Texto fornecido
──────────
A Reserva Nacional de Cobre e seus Associados (Renca) foi criada por decreto do então presidente João Batista Figueiredo, em fevereiro de 1984, a pedido do Almirante Gama e Silva, e abrange uma área considerada de grande potencial nos estados do Pará e Amapá. Pelo decreto, os trabalhos de pesquisa na área passaram a ser exclusividade da CPRM, usando recursos próprios ou de convênios firmados com o Gebam (Grupo Executivo para a Região do Baixo Amazonas). A outorga de áreas para outras empresas somente poderia ser feita a empresas que tivessem negociado os resultados dos trabalhos de pesquisa com a CPRM.

Trata-se de uma área com quase 4 milhões de hectares -- o equivalente ao tamanho do Espírito Santo --, que fica na divisa entre o Sul e Sudoeste do Amapá com o Noroeste do Pará. A área rica em ouro e outros minérios tem grandes reservas naturais e terras indígenas.

A reserva, criada na época da ditadura militar, em 1984, tem alto potencial para extração de ouro e exploração de outros minerais, como ferro, manganês e tântalo.

O decreto também estipulava que a concessão de áreas na região pelo DNPM somente poderia ser feita mediante consulta prévia ao Conselho de Segurança Nacional. E preserva as autorizações e concessões de lavra regularmente outorgadas antes de sua edição.
──────────
O que fazer
a – No texto sobre a Renca, a quem o decreto deu a exclusividade dos trabalhos de pesquisa na área?
b – Dê prosseguimento ao texto sobre a Renca com um parágrafo que comece logo após a última frase.

Trechos de dados
──────────
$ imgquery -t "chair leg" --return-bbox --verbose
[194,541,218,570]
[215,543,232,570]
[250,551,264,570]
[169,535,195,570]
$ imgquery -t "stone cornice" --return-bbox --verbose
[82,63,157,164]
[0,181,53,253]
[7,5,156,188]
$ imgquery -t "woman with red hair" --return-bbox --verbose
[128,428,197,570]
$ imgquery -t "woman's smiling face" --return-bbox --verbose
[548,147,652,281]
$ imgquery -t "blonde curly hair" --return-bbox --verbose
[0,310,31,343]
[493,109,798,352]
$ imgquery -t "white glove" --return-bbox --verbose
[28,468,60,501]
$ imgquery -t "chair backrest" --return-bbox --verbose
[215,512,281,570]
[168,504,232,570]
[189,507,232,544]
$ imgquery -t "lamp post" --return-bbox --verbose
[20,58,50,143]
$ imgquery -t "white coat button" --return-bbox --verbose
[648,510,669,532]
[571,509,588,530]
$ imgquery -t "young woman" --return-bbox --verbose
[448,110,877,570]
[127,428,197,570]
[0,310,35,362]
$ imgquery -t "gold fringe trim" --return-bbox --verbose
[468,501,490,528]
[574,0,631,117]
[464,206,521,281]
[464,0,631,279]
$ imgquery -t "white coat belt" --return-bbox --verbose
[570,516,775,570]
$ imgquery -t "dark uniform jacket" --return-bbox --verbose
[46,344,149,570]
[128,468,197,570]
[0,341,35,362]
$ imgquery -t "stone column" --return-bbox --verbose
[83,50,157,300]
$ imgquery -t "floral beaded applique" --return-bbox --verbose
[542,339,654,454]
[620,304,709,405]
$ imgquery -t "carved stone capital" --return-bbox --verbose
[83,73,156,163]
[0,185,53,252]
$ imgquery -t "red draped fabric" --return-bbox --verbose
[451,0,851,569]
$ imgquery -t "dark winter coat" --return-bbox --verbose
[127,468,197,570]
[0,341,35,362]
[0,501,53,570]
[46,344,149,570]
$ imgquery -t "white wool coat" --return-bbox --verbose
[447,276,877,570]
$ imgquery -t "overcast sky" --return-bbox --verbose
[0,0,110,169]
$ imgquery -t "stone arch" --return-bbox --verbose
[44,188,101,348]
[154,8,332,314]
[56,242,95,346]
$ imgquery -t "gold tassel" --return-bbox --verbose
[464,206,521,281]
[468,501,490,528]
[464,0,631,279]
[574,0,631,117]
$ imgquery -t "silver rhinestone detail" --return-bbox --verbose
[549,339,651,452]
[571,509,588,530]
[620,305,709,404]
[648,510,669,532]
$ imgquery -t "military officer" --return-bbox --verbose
──────────
Respostas por tarefa
a – À CPRM, com recursos próprios ou de convênios firmados com o Gebam.

b –
O interesse pela área abrange aspectos ambientais, antropológicos e de segurança nacional.

Mas os tempos passaram.

O governo federal extinguiu a Reserva Nacional de Cobre e Associadas (Renca), localizada entre os estados do Pará e Amapá, com a intenção de atrair investimentos para o setor de mineração. A área - do tamanho do estado do Espírito Santo, com quase 4 milhões de hectares - tem grandes reservas naturais e presença de tribos indígenas em seu interior.

A reserva - que fica na divisa entre o Sul e Sudoeste do Amapá com o noroeste do Pará - foi criada em 1984, ainda durante o regime militar. Era considerado um local de alto potencial para exploração de ouro e outros minérios (como ferro, manganês e tântalo) e era mantido em posse da União, restringindo as buscas de monopólio do governo ao cobre.

Nas unidades de conservação integral, não é permitida qualquer forma de atividade econômica, inclusive mineração.

Há também unidades de conservação sem proteção integral, florestas estaduais, menos protegidas, mas também reservas biológicas, mais protegidas. E cada uma dessas áreas está sujeita a um regime diferente. Mesmo em áreas que permitem atividade, a mineração pode ser vetada. Há zonas cinzentas entre as áreas de conservação no que se refere à mineração que terão de ser resolvidas, como disse Tatiana Cymbalista, sócia da área ambiental do escritório Manesco Advogados.

Para os especialistas da Fundação Chico Mendes, a ameaça é que atividades de grande impacto sejam realizadas sem o devido acompanhamento nem a participação da população local. Existe muita fragilidade. A vida que é extinta na área de mineração também é extinta no seu entorno.

Há uma ameaça de que atividades de grande impacto sejam realizadas sem o devido acompanhamento nem a participação da população local. Existe muita fragilidade. A vida que é extinta na área de mineração também é extinta no seu entorno, como aduzem os ambientalistas.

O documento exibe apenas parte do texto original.